— begin ENTRIES —

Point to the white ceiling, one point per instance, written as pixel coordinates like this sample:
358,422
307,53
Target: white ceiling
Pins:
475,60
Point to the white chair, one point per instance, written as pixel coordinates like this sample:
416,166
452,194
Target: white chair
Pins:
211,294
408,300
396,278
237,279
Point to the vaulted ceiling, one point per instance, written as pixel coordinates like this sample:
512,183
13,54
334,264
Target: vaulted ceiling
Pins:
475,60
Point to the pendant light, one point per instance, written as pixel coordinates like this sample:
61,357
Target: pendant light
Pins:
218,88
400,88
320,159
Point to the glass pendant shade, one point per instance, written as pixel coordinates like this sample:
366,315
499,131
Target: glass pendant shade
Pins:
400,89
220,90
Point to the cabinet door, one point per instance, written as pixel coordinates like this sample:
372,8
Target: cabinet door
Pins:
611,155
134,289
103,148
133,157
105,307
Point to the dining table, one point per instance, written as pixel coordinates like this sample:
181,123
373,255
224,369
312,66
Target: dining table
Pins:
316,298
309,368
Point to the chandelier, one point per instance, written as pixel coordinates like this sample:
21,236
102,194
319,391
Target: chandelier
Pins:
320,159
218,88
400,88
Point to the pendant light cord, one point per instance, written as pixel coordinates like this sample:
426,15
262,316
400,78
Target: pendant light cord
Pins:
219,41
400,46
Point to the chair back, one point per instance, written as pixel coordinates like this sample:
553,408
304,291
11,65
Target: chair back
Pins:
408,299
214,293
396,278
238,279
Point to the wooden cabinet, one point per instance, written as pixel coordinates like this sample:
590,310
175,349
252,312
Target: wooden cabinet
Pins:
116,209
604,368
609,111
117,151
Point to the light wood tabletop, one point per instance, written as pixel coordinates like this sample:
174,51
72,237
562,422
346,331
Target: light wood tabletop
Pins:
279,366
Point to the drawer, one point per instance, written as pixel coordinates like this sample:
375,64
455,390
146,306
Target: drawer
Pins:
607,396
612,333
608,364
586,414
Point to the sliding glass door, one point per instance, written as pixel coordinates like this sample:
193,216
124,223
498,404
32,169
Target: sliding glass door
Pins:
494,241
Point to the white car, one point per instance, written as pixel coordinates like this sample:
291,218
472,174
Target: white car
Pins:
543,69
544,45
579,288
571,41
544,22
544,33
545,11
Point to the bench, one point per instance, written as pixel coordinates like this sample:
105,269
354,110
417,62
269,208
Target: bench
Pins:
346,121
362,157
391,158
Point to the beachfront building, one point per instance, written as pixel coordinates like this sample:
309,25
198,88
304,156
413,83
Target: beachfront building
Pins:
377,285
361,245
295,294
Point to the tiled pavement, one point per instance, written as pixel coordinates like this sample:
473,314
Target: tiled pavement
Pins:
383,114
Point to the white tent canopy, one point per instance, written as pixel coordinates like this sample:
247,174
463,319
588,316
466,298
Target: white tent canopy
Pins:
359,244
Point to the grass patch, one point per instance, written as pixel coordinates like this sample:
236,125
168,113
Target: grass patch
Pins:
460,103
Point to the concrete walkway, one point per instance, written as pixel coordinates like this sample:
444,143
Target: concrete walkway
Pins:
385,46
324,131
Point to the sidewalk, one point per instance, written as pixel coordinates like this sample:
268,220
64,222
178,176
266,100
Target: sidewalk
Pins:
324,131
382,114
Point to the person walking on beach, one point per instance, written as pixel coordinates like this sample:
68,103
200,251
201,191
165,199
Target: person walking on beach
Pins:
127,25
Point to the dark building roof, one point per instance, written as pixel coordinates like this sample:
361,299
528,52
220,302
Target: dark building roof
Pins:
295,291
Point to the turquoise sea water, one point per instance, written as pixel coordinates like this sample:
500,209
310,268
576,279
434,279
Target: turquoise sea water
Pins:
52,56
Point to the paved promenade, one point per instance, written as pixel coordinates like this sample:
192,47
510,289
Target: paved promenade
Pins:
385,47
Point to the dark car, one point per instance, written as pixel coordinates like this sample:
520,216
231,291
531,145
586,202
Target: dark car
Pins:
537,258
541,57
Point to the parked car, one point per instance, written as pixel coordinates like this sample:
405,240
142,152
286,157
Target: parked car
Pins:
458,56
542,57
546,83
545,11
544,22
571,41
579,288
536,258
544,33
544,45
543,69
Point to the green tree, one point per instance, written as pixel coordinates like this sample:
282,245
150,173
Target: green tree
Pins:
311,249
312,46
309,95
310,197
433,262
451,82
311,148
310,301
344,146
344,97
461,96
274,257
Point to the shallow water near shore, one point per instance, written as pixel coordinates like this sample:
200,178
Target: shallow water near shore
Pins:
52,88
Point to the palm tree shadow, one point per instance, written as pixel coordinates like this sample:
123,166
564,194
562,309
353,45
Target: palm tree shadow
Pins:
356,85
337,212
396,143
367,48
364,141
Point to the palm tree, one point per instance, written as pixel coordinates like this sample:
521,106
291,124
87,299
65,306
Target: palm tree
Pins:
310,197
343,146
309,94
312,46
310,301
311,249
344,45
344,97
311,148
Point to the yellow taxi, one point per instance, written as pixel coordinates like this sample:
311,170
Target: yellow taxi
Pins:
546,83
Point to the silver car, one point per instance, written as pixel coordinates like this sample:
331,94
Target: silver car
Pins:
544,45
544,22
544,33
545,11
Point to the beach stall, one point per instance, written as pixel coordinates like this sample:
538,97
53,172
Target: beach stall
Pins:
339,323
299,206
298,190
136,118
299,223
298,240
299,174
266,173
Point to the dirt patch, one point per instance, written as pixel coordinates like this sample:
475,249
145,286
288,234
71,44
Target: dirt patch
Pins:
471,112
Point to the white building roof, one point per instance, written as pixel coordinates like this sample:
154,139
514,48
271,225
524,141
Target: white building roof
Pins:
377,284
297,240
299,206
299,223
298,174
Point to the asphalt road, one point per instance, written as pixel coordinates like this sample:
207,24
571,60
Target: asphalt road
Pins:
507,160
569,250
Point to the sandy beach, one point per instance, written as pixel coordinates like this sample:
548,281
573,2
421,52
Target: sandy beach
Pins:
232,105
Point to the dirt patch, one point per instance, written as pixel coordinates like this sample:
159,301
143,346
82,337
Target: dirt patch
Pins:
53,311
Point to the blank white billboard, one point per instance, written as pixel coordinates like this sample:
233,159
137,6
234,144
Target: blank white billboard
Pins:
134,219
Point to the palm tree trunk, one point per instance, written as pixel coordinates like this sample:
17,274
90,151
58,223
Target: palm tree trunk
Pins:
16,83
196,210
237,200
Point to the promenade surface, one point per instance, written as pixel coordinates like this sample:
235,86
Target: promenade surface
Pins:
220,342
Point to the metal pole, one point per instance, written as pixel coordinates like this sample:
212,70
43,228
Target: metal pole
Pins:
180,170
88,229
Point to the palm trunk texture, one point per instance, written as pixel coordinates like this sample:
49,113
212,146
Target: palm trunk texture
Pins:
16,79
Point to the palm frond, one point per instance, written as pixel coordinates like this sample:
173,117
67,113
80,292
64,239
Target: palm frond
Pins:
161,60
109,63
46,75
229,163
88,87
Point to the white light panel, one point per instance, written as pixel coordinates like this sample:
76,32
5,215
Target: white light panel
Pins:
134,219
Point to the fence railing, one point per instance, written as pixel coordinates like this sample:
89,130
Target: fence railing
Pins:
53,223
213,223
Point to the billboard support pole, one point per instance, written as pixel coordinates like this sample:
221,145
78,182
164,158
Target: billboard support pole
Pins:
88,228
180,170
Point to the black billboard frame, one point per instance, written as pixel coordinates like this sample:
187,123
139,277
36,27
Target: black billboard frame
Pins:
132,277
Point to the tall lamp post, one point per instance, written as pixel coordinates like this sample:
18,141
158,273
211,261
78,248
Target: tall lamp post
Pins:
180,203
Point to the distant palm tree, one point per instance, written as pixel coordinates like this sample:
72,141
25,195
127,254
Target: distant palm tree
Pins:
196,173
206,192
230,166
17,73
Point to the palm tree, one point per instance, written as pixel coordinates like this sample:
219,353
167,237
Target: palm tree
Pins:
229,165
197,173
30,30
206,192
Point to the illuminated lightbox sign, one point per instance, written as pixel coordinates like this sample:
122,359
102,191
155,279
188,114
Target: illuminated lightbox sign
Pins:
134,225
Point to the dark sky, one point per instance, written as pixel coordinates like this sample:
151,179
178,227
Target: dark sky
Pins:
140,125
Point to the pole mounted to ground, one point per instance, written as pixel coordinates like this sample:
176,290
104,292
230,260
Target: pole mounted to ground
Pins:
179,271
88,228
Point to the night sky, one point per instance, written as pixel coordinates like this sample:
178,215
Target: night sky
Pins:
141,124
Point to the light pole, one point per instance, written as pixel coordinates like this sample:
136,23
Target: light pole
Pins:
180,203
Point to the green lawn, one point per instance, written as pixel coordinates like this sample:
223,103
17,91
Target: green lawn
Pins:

— end ENTRIES —

● PROBLEM TO SOLVE
Reproduce the lines of the entries word for word, starting at the line that contains "Point to the tall" and ending at the final line of the entries, with both of those lines included.

● TASK RESPONSE
Point to the tall lamp post, one point per instance, written as pixel coordinates like this sample:
18,141
158,273
211,261
78,248
Target: tall lamp post
Pins:
180,203
Point to the distant palm tree, one point per instance, written as pixel coordinates like this sample:
72,141
25,195
127,254
Target: distant palm tree
Pins:
196,173
206,192
230,166
17,73
Point to the palm tree, one point per instance, written as pixel coordinates like this sample:
219,353
167,237
Target: palm tree
Pins:
229,165
197,173
30,30
206,192
Point to the illuminated lightbox sign, one point per instance, written as pixel coordinates like this sample:
122,359
102,191
155,279
188,114
Target: illuminated lightbox sign
Pins:
134,225
Point to the dark sky, one point per instance, written as pixel coordinates like this sample:
151,179
178,227
Target: dark sky
Pins:
140,125
Point to the pole mounted to ground, one point per instance, written as pixel coordinates like this sample:
176,290
104,292
230,260
Target: pole mounted to ground
Pins:
179,271
88,228
Point to the night sky, one point per instance, written as pixel coordinates like this sample:
178,215
Target: night sky
Pins:
141,124
Point to the light pole, one point per instance, written as pixel coordinates like this sample:
136,23
Target: light pole
Pins:
180,203
Point to the green lawn, one point per instance, written as pixel coordinates like this sample:
223,103
17,91
Target: green lawn
Pins:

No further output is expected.